>> START
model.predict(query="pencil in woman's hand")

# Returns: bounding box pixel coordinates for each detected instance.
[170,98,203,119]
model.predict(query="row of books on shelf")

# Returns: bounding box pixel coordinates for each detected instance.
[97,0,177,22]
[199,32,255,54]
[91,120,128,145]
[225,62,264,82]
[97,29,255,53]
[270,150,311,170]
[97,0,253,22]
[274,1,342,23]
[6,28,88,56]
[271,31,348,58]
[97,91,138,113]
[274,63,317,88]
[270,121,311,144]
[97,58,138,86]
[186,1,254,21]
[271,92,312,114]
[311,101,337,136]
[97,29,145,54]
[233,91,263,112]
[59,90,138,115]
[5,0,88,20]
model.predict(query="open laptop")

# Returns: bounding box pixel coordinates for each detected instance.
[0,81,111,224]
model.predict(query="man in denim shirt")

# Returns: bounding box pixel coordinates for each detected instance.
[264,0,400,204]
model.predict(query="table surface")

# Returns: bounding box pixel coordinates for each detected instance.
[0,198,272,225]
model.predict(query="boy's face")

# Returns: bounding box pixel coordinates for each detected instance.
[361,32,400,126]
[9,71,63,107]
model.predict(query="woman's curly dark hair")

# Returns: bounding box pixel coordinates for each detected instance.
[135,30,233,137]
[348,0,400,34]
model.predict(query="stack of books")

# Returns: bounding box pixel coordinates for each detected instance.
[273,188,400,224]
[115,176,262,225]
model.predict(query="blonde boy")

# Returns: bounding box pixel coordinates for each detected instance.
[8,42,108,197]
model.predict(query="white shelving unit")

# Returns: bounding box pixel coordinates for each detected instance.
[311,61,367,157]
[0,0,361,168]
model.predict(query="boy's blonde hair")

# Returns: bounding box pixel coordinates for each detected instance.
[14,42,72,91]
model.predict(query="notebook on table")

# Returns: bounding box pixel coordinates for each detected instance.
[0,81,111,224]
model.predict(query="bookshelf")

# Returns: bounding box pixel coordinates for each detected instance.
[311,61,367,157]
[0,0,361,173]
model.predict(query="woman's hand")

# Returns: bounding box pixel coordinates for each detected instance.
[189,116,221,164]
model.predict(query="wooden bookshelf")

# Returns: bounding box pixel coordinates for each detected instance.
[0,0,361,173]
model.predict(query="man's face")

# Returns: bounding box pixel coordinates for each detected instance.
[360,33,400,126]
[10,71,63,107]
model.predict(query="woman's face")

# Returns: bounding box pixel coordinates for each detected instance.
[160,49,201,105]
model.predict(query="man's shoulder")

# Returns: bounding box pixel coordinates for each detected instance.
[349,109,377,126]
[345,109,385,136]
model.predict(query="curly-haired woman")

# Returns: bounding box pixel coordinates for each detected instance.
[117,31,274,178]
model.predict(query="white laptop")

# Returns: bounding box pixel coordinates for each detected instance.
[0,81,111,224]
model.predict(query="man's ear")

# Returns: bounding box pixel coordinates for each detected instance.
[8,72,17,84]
>> END
>> START
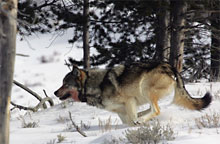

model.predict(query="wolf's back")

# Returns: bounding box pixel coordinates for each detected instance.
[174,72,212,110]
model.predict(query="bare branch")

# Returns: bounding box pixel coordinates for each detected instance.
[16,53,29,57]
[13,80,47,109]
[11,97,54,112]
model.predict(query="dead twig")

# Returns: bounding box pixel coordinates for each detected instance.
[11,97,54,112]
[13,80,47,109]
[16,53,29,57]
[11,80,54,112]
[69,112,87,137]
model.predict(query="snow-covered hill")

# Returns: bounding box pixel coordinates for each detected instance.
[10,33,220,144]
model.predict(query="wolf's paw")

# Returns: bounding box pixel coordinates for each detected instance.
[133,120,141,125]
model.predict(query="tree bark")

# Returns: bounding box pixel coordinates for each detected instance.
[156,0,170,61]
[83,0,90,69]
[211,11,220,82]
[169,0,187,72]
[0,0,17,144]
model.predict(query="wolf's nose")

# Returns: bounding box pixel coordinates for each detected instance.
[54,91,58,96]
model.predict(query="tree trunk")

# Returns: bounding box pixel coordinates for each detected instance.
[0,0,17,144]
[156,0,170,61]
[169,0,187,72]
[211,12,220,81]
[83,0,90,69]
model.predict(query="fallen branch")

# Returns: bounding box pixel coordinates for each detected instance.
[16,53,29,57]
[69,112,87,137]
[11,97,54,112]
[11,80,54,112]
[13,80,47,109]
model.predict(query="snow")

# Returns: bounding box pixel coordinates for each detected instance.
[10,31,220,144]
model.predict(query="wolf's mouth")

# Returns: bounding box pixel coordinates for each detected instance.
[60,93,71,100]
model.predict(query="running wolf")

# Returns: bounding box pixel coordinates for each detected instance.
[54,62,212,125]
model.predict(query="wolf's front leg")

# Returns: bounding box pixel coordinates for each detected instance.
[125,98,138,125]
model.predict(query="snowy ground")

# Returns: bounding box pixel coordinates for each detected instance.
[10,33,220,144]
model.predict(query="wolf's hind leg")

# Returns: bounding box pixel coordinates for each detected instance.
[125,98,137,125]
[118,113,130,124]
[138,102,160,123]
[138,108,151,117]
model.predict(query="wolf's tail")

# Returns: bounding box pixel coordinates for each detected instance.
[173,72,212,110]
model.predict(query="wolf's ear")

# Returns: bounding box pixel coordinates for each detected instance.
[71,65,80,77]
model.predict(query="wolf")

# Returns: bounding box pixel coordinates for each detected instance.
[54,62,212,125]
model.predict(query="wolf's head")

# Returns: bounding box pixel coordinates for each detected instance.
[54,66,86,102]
>> END
Stated exercise> Report every line of the listing above that contains the string "tree", treating uppercase and lowercase letters as different.

Response to this exercise>
model.predict(query="tree bark")
model.predict(query="tree trunk")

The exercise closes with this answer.